## MATERIAL PROVIDED
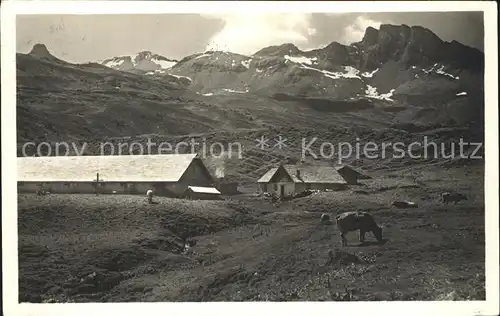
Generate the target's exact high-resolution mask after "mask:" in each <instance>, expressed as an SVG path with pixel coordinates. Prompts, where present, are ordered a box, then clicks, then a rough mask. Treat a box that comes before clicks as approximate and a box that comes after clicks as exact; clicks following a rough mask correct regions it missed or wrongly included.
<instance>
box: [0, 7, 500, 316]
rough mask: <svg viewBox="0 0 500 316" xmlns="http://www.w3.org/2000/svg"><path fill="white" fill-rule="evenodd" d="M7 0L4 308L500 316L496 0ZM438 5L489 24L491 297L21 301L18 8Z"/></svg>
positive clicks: (156, 311) (127, 7)
mask: <svg viewBox="0 0 500 316" xmlns="http://www.w3.org/2000/svg"><path fill="white" fill-rule="evenodd" d="M96 2H97V1H2V5H1V7H0V8H1V14H2V15H1V30H2V32H1V46H2V50H1V61H2V64H1V69H2V72H1V73H2V84H1V86H2V91H1V92H2V94H1V96H2V107H1V108H2V112H1V118H2V151H1V152H2V231H3V236H2V237H3V238H2V240H3V242H2V252H3V256H2V257H3V262H2V264H3V273H2V274H3V304H4V305H3V306H4V314H5V315H8V316H10V315H51V316H52V315H56V314H62V315H70V314H71V315H86V316H88V315H96V314H103V315H111V314H120V315H127V314H130V315H138V314H169V315H173V314H176V315H190V314H193V313H200V314H204V315H206V314H214V315H223V314H225V315H233V314H236V313H237V314H238V315H240V316H243V315H252V316H255V315H259V314H277V313H282V314H287V315H292V314H295V315H306V314H310V313H313V314H318V315H321V314H323V315H327V314H331V313H332V312H334V313H336V314H340V315H360V314H364V313H367V312H368V313H370V314H384V315H387V314H388V313H390V314H397V315H403V314H406V315H439V316H442V315H444V314H451V315H498V313H499V297H500V292H499V266H500V265H499V257H498V249H499V240H498V226H499V225H498V224H499V214H498V192H499V187H498V161H499V160H498V87H497V84H498V70H497V69H498V63H497V61H498V46H497V45H498V44H497V38H498V37H497V36H498V35H497V4H496V2H493V1H491V2H483V1H464V2H461V1H456V2H451V1H439V2H438V1H407V2H403V1H401V2H386V1H372V2H367V1H363V2H355V1H345V2H331V1H317V2H316V1H314V2H313V1H307V2H305V1H300V2H283V1H279V2H250V1H249V2H243V1H231V2H223V4H221V3H217V2H216V1H210V2H209V1H181V2H177V1H164V2H153V1H123V2H122V1H98V2H97V3H96ZM413 11H416V12H429V11H434V12H439V11H483V12H484V25H485V64H486V67H485V104H486V106H485V118H486V119H485V120H486V122H485V157H486V158H485V162H486V175H487V176H486V178H485V202H486V205H485V207H486V216H485V217H486V219H485V220H486V223H485V224H486V245H487V248H486V249H488V251H487V253H486V301H473V302H359V303H358V302H357V303H352V302H351V303H349V302H346V303H341V302H307V303H295V302H287V303H263V302H259V303H204V304H200V303H100V304H98V303H86V304H26V303H25V304H18V302H17V298H18V263H17V211H16V210H17V198H16V196H17V192H16V187H17V186H16V168H15V166H16V137H15V135H16V126H15V122H16V111H15V103H16V87H15V84H16V66H15V58H16V55H15V54H16V37H15V36H16V35H15V34H16V33H15V27H16V23H15V15H16V14H139V13H140V14H159V13H221V12H248V13H249V12H258V13H262V12H283V13H285V12H310V13H312V12H413Z"/></svg>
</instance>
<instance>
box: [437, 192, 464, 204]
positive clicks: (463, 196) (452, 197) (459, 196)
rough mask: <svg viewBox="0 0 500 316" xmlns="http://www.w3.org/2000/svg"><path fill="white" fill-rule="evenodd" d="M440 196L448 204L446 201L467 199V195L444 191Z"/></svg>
mask: <svg viewBox="0 0 500 316" xmlns="http://www.w3.org/2000/svg"><path fill="white" fill-rule="evenodd" d="M441 198H442V199H443V203H446V204H448V202H454V203H455V204H456V203H457V202H460V201H467V196H466V195H465V194H462V193H450V192H445V193H443V194H441Z"/></svg>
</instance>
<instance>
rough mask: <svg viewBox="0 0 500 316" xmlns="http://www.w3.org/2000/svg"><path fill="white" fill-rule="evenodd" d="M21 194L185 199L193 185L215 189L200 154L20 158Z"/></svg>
mask: <svg viewBox="0 0 500 316" xmlns="http://www.w3.org/2000/svg"><path fill="white" fill-rule="evenodd" d="M17 177H18V179H17V180H18V192H37V191H38V190H39V189H40V188H42V187H43V188H44V189H46V190H48V191H50V192H52V193H103V194H105V193H117V194H145V193H146V191H147V190H149V189H152V190H154V191H155V195H163V196H182V195H183V193H184V192H186V190H187V189H188V187H189V186H196V187H206V188H213V186H214V180H213V178H212V175H211V174H210V172H209V171H208V170H207V168H206V167H205V165H204V164H203V161H202V160H201V159H199V158H198V156H197V155H196V154H179V155H173V154H172V155H121V156H111V155H110V156H53V157H21V158H17Z"/></svg>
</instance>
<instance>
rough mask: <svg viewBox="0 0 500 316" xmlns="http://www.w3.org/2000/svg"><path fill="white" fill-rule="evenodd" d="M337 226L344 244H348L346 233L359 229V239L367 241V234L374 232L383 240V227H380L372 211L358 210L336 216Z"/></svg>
mask: <svg viewBox="0 0 500 316" xmlns="http://www.w3.org/2000/svg"><path fill="white" fill-rule="evenodd" d="M335 220H336V222H337V228H338V229H339V231H340V237H341V238H342V246H347V238H346V235H347V233H348V232H350V231H356V230H359V241H360V242H364V241H365V234H366V233H367V232H372V233H373V235H375V238H377V241H378V242H382V227H379V226H378V225H377V223H376V222H375V220H374V219H373V216H372V215H371V214H370V213H367V212H362V211H356V212H345V213H342V214H340V215H337V217H335Z"/></svg>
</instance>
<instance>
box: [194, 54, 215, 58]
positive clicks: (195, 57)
mask: <svg viewBox="0 0 500 316" xmlns="http://www.w3.org/2000/svg"><path fill="white" fill-rule="evenodd" d="M204 57H212V54H207V53H204V54H201V55H199V56H196V57H195V58H194V59H200V58H204Z"/></svg>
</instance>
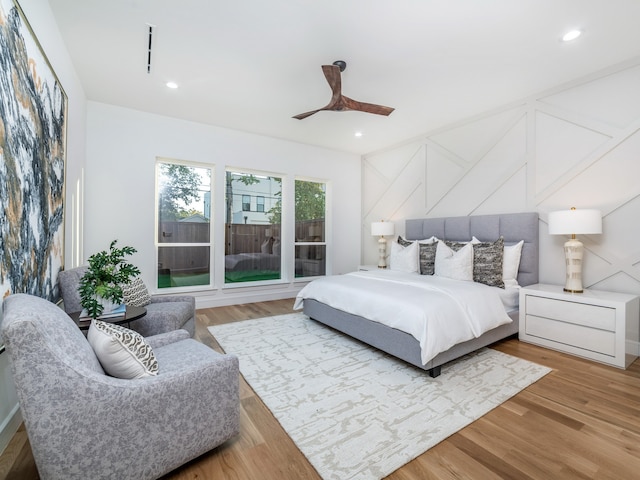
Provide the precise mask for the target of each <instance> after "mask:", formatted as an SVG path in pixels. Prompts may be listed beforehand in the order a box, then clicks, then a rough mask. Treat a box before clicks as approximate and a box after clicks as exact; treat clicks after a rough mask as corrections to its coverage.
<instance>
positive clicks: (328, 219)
mask: <svg viewBox="0 0 640 480" xmlns="http://www.w3.org/2000/svg"><path fill="white" fill-rule="evenodd" d="M297 181H301V182H309V183H321V184H323V185H324V187H325V188H324V195H325V197H324V240H323V241H300V242H299V241H297V240H296V238H295V228H296V222H297V220H296V195H295V188H296V182H297ZM291 193H292V203H293V205H292V209H291V210H292V212H293V216H292V220H293V225H294V235H293V251H292V252H291V258H292V259H293V272H292V275H293V281H294V282H309V281H311V280H314V279H316V278H321V277H324V276H327V275H330V274H331V273H330V272H331V267H330V265H331V247H330V243H329V242H328V241H327V239H329V238H331V235H330V232H331V222H330V216H329V212H330V211H331V209H330V205H331V200H330V197H331V182H330V181H328V180H326V179H319V178H312V177H306V176H305V177H303V176H294V178H293V191H292V192H291ZM304 246H311V247H314V246H324V262H325V265H324V269H325V273H324V274H323V275H313V276H301V277H296V276H295V262H296V260H297V257H296V247H304Z"/></svg>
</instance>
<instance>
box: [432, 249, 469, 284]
mask: <svg viewBox="0 0 640 480" xmlns="http://www.w3.org/2000/svg"><path fill="white" fill-rule="evenodd" d="M436 245H437V247H436V261H435V265H434V274H435V275H438V276H440V277H447V278H452V279H454V280H465V281H472V280H473V246H472V245H471V244H470V243H469V244H467V245H465V246H463V247H461V248H460V249H459V250H458V251H457V252H456V251H454V250H452V249H451V248H449V247H448V246H447V245H446V244H445V242H442V241H439V242H438V243H437V244H436Z"/></svg>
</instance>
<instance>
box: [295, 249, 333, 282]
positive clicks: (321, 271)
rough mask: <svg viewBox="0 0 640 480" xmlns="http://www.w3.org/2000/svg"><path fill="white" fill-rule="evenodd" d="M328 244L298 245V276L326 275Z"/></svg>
mask: <svg viewBox="0 0 640 480" xmlns="http://www.w3.org/2000/svg"><path fill="white" fill-rule="evenodd" d="M326 248H327V247H326V245H296V277H315V276H318V275H325V253H326Z"/></svg>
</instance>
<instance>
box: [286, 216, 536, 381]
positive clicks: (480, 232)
mask: <svg viewBox="0 0 640 480" xmlns="http://www.w3.org/2000/svg"><path fill="white" fill-rule="evenodd" d="M432 236H435V237H437V238H438V239H445V240H449V241H452V242H469V241H471V240H472V239H473V237H476V239H477V240H479V241H481V242H494V241H495V240H496V239H499V238H500V237H502V238H503V239H504V245H505V247H506V246H513V245H515V244H517V243H518V242H520V241H523V243H522V250H521V253H520V262H519V268H518V270H517V283H518V285H520V286H526V285H531V284H534V283H537V282H538V247H539V245H538V241H539V240H538V214H537V213H535V212H526V213H515V214H498V215H478V216H467V217H443V218H426V219H410V220H407V221H406V231H405V238H406V239H407V240H409V241H412V240H421V239H427V238H430V237H432ZM414 275H416V274H414ZM360 276H363V275H360ZM365 276H366V275H365ZM418 276H420V275H419V274H418ZM337 277H338V276H336V278H337ZM326 278H327V279H329V278H330V277H326ZM320 280H323V279H320ZM316 281H318V280H316ZM372 281H375V280H372ZM312 283H313V282H312ZM462 283H465V282H462ZM466 283H474V282H466ZM310 285H311V284H309V285H308V286H307V287H309V286H310ZM307 287H305V288H304V289H303V290H301V292H300V294H299V296H298V298H297V299H296V306H297V307H300V306H302V308H303V311H304V313H305V314H306V315H307V316H309V317H310V318H312V319H313V320H315V321H318V322H321V323H323V324H325V325H327V326H329V327H332V328H334V329H336V330H338V331H340V332H343V333H345V334H347V335H350V336H351V337H353V338H356V339H358V340H360V341H362V342H365V343H367V344H369V345H371V346H373V347H375V348H378V349H380V350H382V351H384V352H386V353H388V354H390V355H393V356H395V357H397V358H399V359H402V360H404V361H406V362H408V363H410V364H412V365H415V366H417V367H419V368H421V369H424V370H427V371H428V373H429V375H431V376H432V377H436V376H438V375H439V374H440V371H441V366H442V365H443V364H445V363H447V362H449V361H451V360H454V359H456V358H458V357H460V356H462V355H466V354H467V353H470V352H472V351H474V350H477V349H479V348H481V347H484V346H487V345H490V344H492V343H494V342H496V341H498V340H501V339H503V338H507V337H509V336H512V335H514V334H517V332H518V318H519V314H518V309H517V306H512V307H511V308H509V309H507V308H505V311H506V313H507V315H508V317H509V318H510V319H511V321H510V322H509V323H503V324H501V325H499V326H497V327H495V328H491V329H489V330H488V331H486V332H485V333H482V334H481V335H480V336H478V337H474V338H471V339H470V340H467V341H464V342H461V343H458V344H455V345H453V346H451V347H450V348H448V349H446V350H444V351H441V352H439V353H437V355H435V356H434V357H433V358H430V359H429V360H428V361H427V362H423V361H422V360H423V349H422V347H421V345H420V341H419V340H418V339H416V338H415V337H414V336H413V335H411V334H409V333H406V332H404V331H402V330H399V329H397V328H393V327H390V326H388V325H385V324H383V323H380V322H377V321H372V320H370V319H368V318H365V317H364V316H361V315H356V314H353V313H349V312H347V311H344V310H341V309H339V308H335V307H334V306H332V302H331V301H327V300H326V298H323V301H319V300H318V299H316V298H312V297H310V296H308V294H305V293H304V292H305V289H307ZM483 287H484V285H483ZM488 288H492V289H497V287H488ZM391 301H393V299H389V302H391ZM503 313H504V311H503Z"/></svg>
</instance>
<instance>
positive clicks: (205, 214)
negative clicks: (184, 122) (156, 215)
mask: <svg viewBox="0 0 640 480" xmlns="http://www.w3.org/2000/svg"><path fill="white" fill-rule="evenodd" d="M210 185H211V170H209V169H208V168H196V167H191V166H187V165H178V164H171V163H161V164H160V168H159V172H158V188H159V192H158V193H159V195H158V220H159V221H158V243H209V235H210V233H209V232H210V231H211V229H210V225H209V220H210V218H211V188H210Z"/></svg>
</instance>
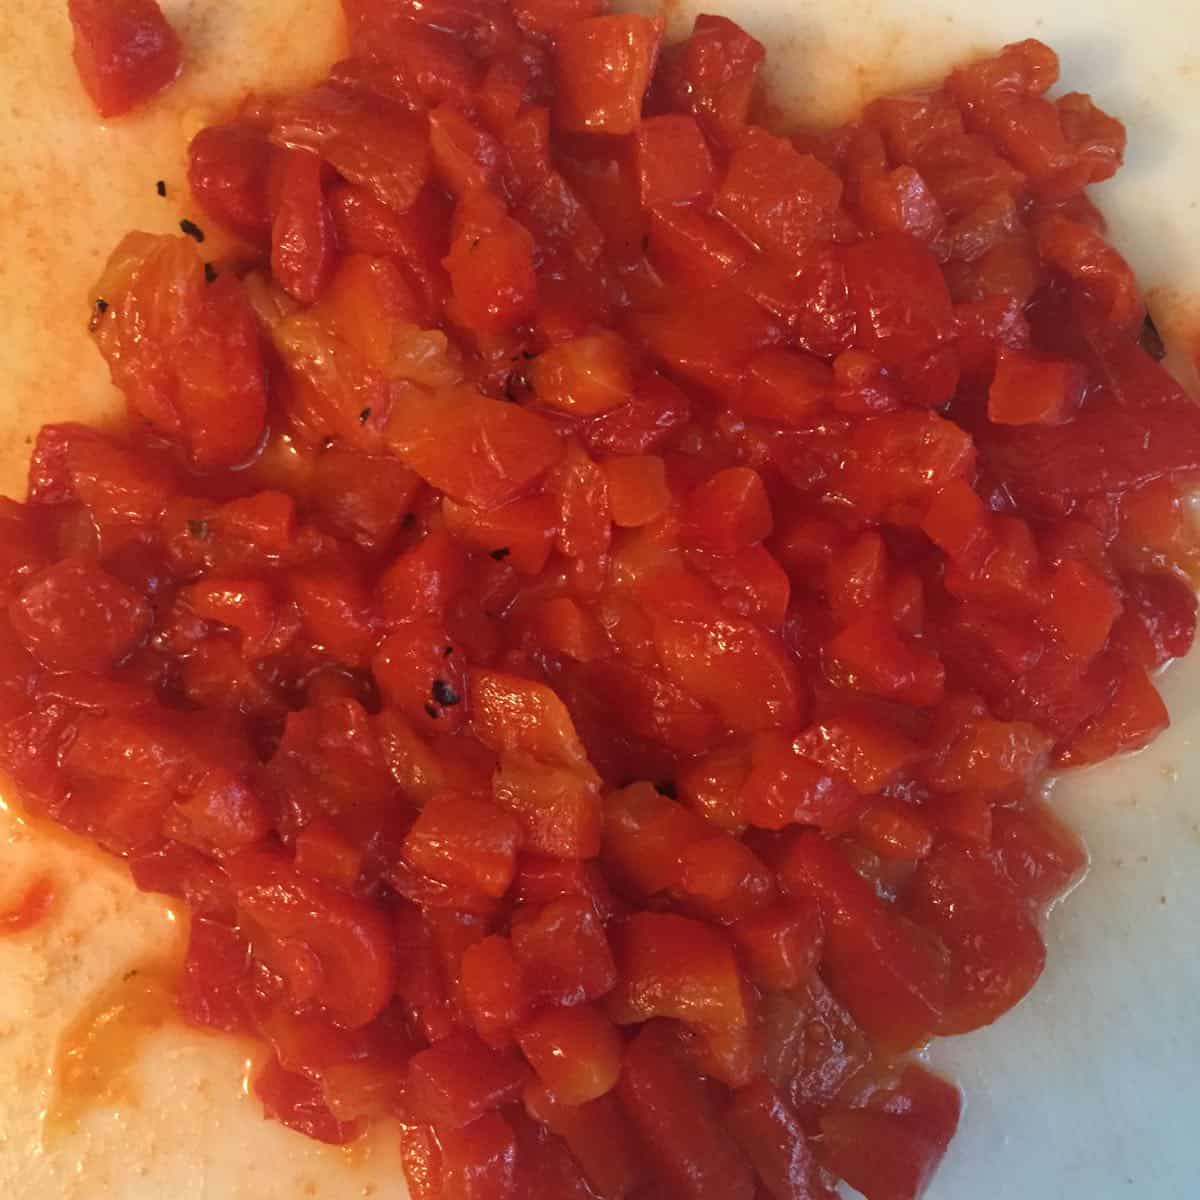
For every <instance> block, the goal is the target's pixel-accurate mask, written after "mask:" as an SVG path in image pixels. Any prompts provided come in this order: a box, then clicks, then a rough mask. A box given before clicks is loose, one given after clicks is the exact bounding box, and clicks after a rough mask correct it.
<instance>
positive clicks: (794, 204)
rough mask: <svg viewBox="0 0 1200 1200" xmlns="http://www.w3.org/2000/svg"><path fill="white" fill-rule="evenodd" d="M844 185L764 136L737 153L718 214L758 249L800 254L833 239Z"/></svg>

## ASSIGNMENT
Repeat only the lines between the top of the entries above and the line containing "0L4 308L500 316L496", both ends included, without the pictures.

## RESULT OF THE TASK
Generate the target's exact high-resolution mask after "mask:" in each <instance>, expressed as an SVG path with pixel coordinates. Prompts, where present, are ordered a box, then clicks, then a rough mask. Treat a box that comes before clicks as approximate and a box that comes after clicks as exact; clicks following a rough mask correct regions it missed or wrongly included.
<instance>
box: [0, 7, 500, 316]
rough mask: <svg viewBox="0 0 500 316" xmlns="http://www.w3.org/2000/svg"><path fill="white" fill-rule="evenodd" d="M7 0L4 308L500 316L496 0ZM438 5L489 24L491 297L21 301L18 8Z"/></svg>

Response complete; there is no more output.